Continue the article on the D.C. charter school transparency bill from where it stops.

[DOCUMENT EXCERPT]
· · ·

A new piece of legislation introduced Wednesday would require information from D.C. Public Charter Schools to be more accessible to the public, following intense scrutiny from council members and the public that D.C. Public Charter Schools were trailing behind in nationwide transparency standards.
The “Public School Transparency Act of 2019”, introduced by council member Charles Allen (D-Ward 6), aims to increase transparency between the public and D.C. Public Charter Schools by subjecting charter schools to open government laws FOIA requests and salary reporting, an effort already in place by 39 other states around the country.
"When tax dollars are involved, the public has a right to know how that money is spent and the decisions around it,” Allen said standing on the steps of the John A. Wilson District Building, surrounded by parents, teachers and advocates from the group EmpowerEd.
D.C. Public Charter Schools, which are funded by taxpayer money but privately operated, run under a different code of standards than traditional public schools, allowing them to bypass required reporting laws and keep certain records and meetings closed.
The new law would change that, requiring the schools to be held under the same standards and publicize FOIA requests and their costs to the D.C. Council, as well as the costs and reports of PCSB annual contracts and the amount of money donated over $500 to the school. Currently, D.C. Public Charter Schools are required to list the names of those who donated over $500, but the new law would require the specific amount to be disclosed as well.
Beyond transparency with records and finances, the new legislation also intends on giving parents and school communities more access to the decision making process and to voice their opinions by sitting in on open meetings. Two teachers would now be able to sit in on the once private board meetings, and in the case of high schools and adult learning schools, so would a student.
The transparency would now allow educators to sit in on crucial meetings ranging from everything to funding to school closures, a topic that Cesar Chavez Prep science teacher Christian Herr knows all too well.

· · ·

[THE DATA]
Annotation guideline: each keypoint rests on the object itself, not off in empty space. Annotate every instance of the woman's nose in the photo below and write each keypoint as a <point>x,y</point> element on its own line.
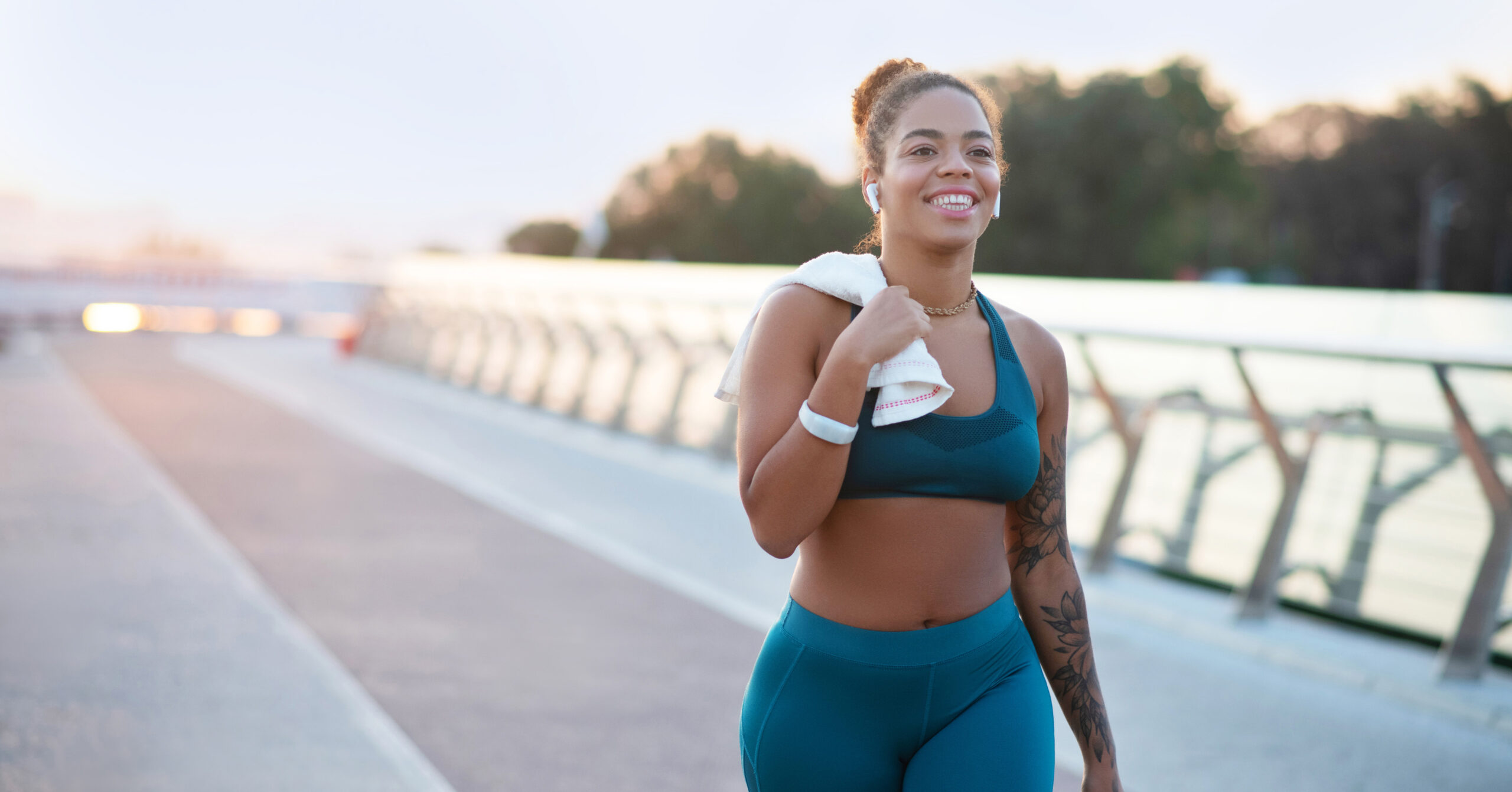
<point>954,164</point>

· · ·

[ANSWER FOR THIS EXERCISE]
Cesar Chavez Prep is expected to close at the end of the school year, a decision Herr says he discovered initially through media exposure. Herr said that the Cesar Chavez Board of Directors withheld crucial knowledge of the closure for months in fear of public reaction. Herr thinks transparency will prevent shielding educational officials from accountability.
“At no point during this horrific and gut-wrenching process did our board of trustees reach out to a single parent, a single student, a single neighbor or a single educator,” said Herr. ”This kind of thinking, that consultants and school boards ‘know what’s best’ and that families and educators do not and therefore should be ignored… is a tragedy to our schools and a trauma to our children and should not be allowed to happen.”
Had the bill been introduced earlier, Herr said that Chavez Prep still might have closed, but that families and educators “would have been in the room when that closure was discussed - that is a right and a basic respect that my students and families deserves … a right this bill guarantees.”
Such families include Chioma Oruh, a parent whose children attended both DCPS and charter school.
Oruh said she “enthusiastically supports” Allen’s proposal and believes the legislative measures enforce necessary oversight in city leaders, which in turn creates positive engagement and trust between school communities and parents like herself.
- “School transparency allows families to be on the same page with the schools, and ensures that public resources are being used for each and every student in the most impactful and meaningful way,” said Oruh. “A parent’s right to choose a school for our children is jeopardized without transparency... we can’t make informed decisions without it and we shouldn’t have to. “
Oruh believes the new measure would help families gain trust in the system by seeing exactly how resources are allocated for their children, as well as staff and therapist availability and program cuts.
“Many of our families often have difficulties in determining how our resources are spent on special education or education in general,” said Oruh. “Transparency promotes positive engagement with families and their communitiy and is the gateway into ensuring that the right people have a seat at the table to serve the interests of the school community.”
The current bill is expected to go before the Council on a legislative meeting on March 19.